[Extract to read]
■ ■ ■
I have absolutely zero idea what industry would be interested in this, in what form, and if anyone would even pay.

> 3) Tbh, the only real thing I want from this project is basically narrative / roleplay / writing content for LLM reasons as I'm trying to build a rules-oriented system that narrates via LLM. If you don't want people using this data for this purpose, I'd suggest making that clear.

I really don't care what people do with the data, as long as they are not spamming requests or using the data for commercial purposes without permission.

cinntaile•50m ago
All discord servers require an invitation link as far as I know, do you consider a link you find online as a public server?
searchcord•41m ago
Some very large servers are eligible for what Discord calls "discovery". This makes their data visible without joining the server. You can find a list of those on Discord's site here: https://discord.com/servers
nottorp•24m ago
Suggestion: a bot for smaller servers that do want to be archived like a public forum. Their admins could install the bot themselves and perhaps specify what channels they want archived.
searchcord•21m ago
This is something I have already completed but have not finished bug testing. The bot also includes functionality to recover any server in case it was nuked/wiped and Searchcord has a backup of it. It uses webhooks to resend the messages so you have an approximation of what the channels used to be.
pzmarzly•7m ago
Check out Linen https://www.linen.dev/
Stagnant•49m ago
Incredible work! Truly eye-opening to see how some rarer keywords in my native language return pages of relevant results. Meanwhile google gives 0 results or just AI/ad spam.
IceWreck•42m ago
Do you plan to handle servers where you need to do some action (like send a message) to join all channels ?

I was scrolling through the home page and came across afew where the only channels you're allowed to access are the verify-yourself or welcome channels.

searchcord•38m ago
Probably not. Discord will aggressively captcha you and every server has a different implementation of verification. It might be possible with a captcha solver and then some LLM to figure out the next steps.
bstsb•21m ago
nice project. how are you going to handle the issues involved with breaking Discord's TOS?

> "scraping our services without our written consent"

additionally, are these pages indexable? i know of other projects (opt-in) that create pages made from user discussion.

searchcord•16m ago
> how are you going to handle the issues involved with breaking Discord's TOS?

Not sure. I will solve that problem if and when Discord takes issue with Searchcord.

> additionally, are these pages indexable?

Yes, I would actually like for search engines to index it as their search is much more contextually aware than mine.

EZ-Cheeze•14m ago
I'm in more than a hundred Discord servers. I've been wanting to scrape the members of each of them to discover the people with whom I share the most servers but we're not yet friends. Someone with 10+ would highly likely be a new friend since we'd have a lot of shared niche interests
searchcord•13m ago
This is something I have been trying to make as a way to learn about graph theory. If I can find a way to make it work efficiently, I will definitely add this.
■ ■ ■
[What the task asks] Please quote the Searchcord thread word for word from "I was scrolling" up to and including "from user discussion.". The items play no part in this work.
■ ■ ■
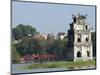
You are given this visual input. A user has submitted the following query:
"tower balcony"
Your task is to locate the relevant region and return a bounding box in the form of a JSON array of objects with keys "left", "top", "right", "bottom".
[
  {"left": 74, "top": 42, "right": 92, "bottom": 46},
  {"left": 74, "top": 29, "right": 90, "bottom": 34}
]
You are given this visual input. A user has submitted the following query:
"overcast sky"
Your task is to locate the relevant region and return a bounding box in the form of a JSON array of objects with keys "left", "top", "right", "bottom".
[{"left": 12, "top": 1, "right": 95, "bottom": 34}]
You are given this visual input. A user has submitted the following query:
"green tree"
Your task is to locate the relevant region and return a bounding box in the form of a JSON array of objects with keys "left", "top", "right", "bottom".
[
  {"left": 11, "top": 45, "right": 20, "bottom": 63},
  {"left": 12, "top": 24, "right": 36, "bottom": 40},
  {"left": 91, "top": 32, "right": 96, "bottom": 57}
]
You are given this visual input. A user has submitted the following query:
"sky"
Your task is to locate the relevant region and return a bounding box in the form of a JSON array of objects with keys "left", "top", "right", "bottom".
[{"left": 12, "top": 1, "right": 95, "bottom": 34}]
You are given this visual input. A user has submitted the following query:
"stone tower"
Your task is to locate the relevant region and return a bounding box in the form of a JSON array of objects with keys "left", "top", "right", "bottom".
[{"left": 67, "top": 14, "right": 93, "bottom": 61}]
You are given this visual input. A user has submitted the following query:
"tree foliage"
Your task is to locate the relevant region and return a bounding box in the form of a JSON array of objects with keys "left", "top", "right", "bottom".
[{"left": 12, "top": 24, "right": 36, "bottom": 40}]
■ ■ ■
[Solution for this problem]
I was scrolling through the home page and came across afew where the only channels you're allowed to access are the verify-yourself or welcome channels.

searchcord•38m ago
Probably not. Discord will aggressively captcha you and every server has a different implementation of verification. It might be possible with a captcha solver and then some LLM to figure out the next steps.
bstsb•21m ago
nice project. how are you going to handle the issues involved with breaking Discord's TOS?

> "scraping our services without our written consent"

additionally, are these pages indexable? i know of other projects (opt-in) that create pages made from user discussion.